(Lines of data)
※ ※ ※
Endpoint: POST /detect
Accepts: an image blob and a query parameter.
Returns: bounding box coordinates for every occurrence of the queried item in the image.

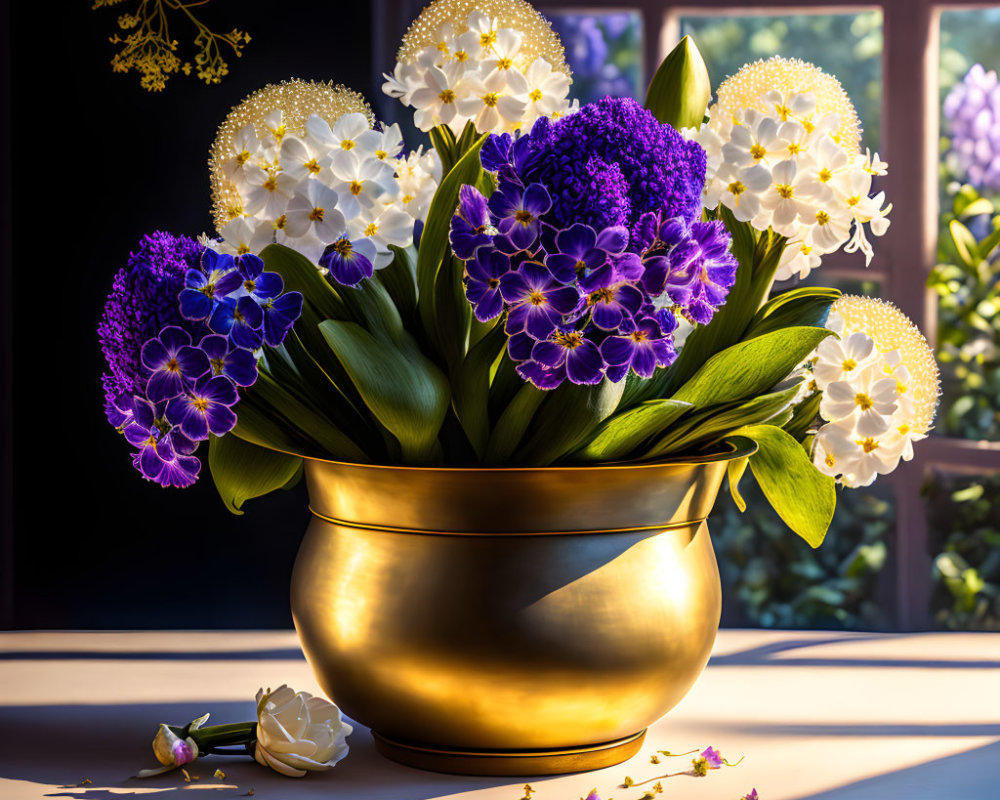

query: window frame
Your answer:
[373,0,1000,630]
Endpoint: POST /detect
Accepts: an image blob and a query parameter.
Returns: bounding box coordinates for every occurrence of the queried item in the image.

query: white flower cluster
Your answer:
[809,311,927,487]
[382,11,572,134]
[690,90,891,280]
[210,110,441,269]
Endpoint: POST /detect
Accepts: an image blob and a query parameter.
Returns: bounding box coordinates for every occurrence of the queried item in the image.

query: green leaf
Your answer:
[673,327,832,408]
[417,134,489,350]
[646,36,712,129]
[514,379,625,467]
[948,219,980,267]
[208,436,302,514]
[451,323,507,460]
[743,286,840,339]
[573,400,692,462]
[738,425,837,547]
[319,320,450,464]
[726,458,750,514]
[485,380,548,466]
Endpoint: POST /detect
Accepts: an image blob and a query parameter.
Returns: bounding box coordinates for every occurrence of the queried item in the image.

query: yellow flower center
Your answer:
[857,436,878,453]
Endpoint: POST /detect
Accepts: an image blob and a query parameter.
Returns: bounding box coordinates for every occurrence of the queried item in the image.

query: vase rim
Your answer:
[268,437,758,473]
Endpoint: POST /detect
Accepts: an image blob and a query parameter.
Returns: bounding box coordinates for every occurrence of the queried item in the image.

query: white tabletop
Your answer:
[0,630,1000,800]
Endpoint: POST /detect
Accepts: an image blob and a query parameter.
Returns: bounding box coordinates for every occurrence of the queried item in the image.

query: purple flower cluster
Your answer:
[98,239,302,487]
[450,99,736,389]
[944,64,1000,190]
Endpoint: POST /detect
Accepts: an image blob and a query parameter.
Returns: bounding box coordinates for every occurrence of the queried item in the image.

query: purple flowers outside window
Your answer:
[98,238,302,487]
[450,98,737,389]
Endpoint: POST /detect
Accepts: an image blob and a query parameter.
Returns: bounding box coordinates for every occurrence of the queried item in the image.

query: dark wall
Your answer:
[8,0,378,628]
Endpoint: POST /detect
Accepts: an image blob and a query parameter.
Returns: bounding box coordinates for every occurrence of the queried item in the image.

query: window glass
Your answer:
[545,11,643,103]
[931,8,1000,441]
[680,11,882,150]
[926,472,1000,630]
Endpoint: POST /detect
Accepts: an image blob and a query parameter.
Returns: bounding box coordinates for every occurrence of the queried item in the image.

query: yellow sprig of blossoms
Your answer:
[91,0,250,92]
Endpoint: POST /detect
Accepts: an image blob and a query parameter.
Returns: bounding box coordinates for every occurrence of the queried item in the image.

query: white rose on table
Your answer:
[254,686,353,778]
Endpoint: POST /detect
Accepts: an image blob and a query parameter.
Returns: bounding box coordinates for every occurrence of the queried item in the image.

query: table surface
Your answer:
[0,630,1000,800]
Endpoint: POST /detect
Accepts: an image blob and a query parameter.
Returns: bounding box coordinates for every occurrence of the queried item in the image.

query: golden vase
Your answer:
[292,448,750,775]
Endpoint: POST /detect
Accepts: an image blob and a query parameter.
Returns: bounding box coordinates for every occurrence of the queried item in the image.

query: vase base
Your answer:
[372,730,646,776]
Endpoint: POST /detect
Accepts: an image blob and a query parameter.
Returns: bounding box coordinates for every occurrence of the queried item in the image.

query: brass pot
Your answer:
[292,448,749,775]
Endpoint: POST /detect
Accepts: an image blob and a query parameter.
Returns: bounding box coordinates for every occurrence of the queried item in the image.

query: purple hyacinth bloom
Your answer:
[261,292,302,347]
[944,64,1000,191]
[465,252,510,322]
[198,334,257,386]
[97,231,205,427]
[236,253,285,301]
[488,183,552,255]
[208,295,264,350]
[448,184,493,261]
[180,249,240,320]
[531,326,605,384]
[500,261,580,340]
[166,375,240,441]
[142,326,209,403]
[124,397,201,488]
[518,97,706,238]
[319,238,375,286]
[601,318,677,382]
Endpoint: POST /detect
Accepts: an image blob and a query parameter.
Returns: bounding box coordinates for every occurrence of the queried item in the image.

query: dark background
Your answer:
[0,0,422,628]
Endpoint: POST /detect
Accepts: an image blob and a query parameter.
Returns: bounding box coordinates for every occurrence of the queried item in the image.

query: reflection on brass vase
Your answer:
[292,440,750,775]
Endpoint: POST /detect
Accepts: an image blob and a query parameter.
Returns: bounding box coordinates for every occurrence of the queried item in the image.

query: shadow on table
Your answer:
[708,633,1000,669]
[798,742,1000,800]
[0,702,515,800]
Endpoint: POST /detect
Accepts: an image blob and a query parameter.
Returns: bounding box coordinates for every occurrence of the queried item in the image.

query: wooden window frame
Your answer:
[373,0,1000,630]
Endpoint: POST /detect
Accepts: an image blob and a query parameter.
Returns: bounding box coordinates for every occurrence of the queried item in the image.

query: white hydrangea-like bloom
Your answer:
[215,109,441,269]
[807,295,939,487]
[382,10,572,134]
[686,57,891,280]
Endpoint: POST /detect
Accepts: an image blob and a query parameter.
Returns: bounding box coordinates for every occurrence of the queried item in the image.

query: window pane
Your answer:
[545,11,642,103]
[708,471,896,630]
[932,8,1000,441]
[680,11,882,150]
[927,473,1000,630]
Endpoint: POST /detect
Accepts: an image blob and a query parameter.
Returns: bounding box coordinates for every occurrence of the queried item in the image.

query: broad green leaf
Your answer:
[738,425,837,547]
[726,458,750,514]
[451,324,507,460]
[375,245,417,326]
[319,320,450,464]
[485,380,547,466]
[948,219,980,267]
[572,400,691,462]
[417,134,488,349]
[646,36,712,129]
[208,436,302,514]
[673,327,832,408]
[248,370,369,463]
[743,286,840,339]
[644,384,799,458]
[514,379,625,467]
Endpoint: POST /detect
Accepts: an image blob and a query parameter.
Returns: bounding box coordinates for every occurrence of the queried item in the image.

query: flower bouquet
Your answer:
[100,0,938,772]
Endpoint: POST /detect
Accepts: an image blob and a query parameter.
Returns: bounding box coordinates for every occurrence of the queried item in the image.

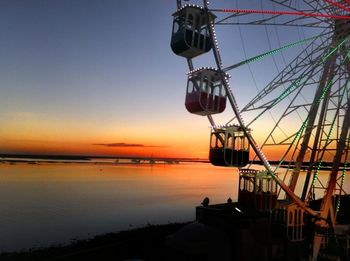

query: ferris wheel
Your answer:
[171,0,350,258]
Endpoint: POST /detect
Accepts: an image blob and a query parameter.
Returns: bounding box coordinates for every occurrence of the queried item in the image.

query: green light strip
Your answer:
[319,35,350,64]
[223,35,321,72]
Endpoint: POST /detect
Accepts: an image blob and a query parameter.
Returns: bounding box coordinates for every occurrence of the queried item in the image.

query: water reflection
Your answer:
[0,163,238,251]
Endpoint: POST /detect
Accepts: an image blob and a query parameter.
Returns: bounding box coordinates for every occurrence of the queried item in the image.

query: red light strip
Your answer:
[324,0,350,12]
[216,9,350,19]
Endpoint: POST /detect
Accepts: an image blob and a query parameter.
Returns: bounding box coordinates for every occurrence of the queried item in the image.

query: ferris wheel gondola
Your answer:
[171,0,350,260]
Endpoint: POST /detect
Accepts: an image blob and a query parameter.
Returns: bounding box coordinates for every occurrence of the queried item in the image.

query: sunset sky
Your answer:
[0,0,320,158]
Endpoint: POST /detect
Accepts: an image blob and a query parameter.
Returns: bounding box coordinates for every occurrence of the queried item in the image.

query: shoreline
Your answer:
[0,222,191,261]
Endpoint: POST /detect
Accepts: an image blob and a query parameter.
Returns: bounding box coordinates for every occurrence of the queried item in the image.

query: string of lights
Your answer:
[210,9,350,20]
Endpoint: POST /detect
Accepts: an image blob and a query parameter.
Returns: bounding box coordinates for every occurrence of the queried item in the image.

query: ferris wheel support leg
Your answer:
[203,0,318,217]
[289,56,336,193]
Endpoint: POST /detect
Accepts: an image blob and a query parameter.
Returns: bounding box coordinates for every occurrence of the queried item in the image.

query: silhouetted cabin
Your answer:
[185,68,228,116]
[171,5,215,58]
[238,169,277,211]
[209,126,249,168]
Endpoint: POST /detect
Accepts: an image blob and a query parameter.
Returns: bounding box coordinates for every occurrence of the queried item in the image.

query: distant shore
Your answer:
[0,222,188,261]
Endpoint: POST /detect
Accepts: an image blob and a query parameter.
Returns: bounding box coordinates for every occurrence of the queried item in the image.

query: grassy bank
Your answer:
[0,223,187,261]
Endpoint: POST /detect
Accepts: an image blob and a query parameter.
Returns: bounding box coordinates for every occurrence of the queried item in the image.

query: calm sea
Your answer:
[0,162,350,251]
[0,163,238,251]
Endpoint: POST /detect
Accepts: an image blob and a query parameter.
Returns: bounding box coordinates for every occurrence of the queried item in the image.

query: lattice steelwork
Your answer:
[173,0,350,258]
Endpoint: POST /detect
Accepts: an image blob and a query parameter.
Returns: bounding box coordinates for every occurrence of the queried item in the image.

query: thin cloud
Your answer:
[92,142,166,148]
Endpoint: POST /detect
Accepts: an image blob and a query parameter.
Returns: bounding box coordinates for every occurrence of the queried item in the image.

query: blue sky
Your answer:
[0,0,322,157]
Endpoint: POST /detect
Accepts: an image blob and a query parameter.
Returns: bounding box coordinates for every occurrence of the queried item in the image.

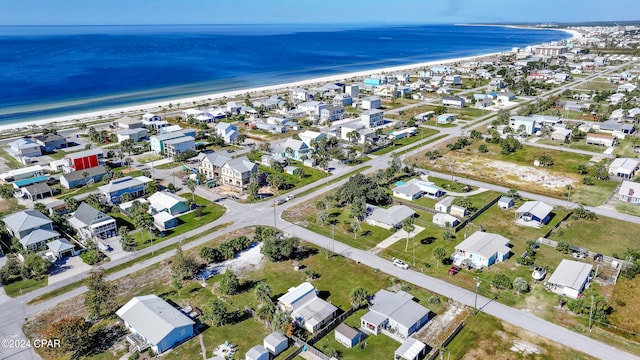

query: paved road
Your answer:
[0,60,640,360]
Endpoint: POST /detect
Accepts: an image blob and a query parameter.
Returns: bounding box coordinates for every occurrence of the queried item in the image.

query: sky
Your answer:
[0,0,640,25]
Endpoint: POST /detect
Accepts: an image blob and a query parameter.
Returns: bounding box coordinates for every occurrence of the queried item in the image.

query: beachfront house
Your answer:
※ ※ ※
§ **SET PROBLEM**
Return each line of the material above that contains the word "leaf". Case counts.

§ **RESULT OF THIS TASK**
query: green leaf
query: broad green leaf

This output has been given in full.